[Photo-based referring expression data]

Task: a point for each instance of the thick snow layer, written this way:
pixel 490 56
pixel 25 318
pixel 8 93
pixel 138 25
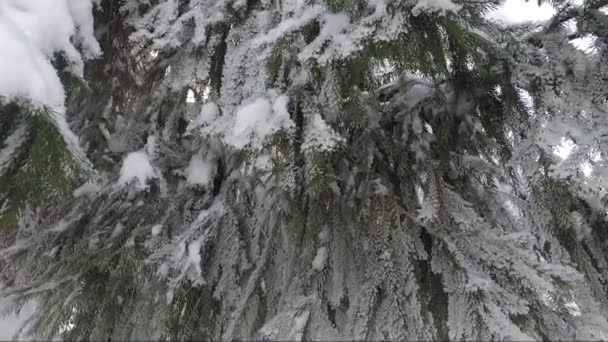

PROBLEM TO WORK ON. If an entry holds an image, omit that image and print the remainder exactly as it stands.

EXERCISE SOLUTION.
Task: a point for each instance of the thick snow layer, written this way:
pixel 490 56
pixel 25 318
pixel 8 93
pixel 138 25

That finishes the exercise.